Dataset excerpt:

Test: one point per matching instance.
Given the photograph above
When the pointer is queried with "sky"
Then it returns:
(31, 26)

→ SHORT PROBLEM
Extract all the lines of the rows above and reproduce each one verbatim.

→ SOLUTION FOR THIS PROBLEM
Test: one point per matching instance.
Given the photograph above
When the pointer is queried with "sky"
Then it returns:
(31, 26)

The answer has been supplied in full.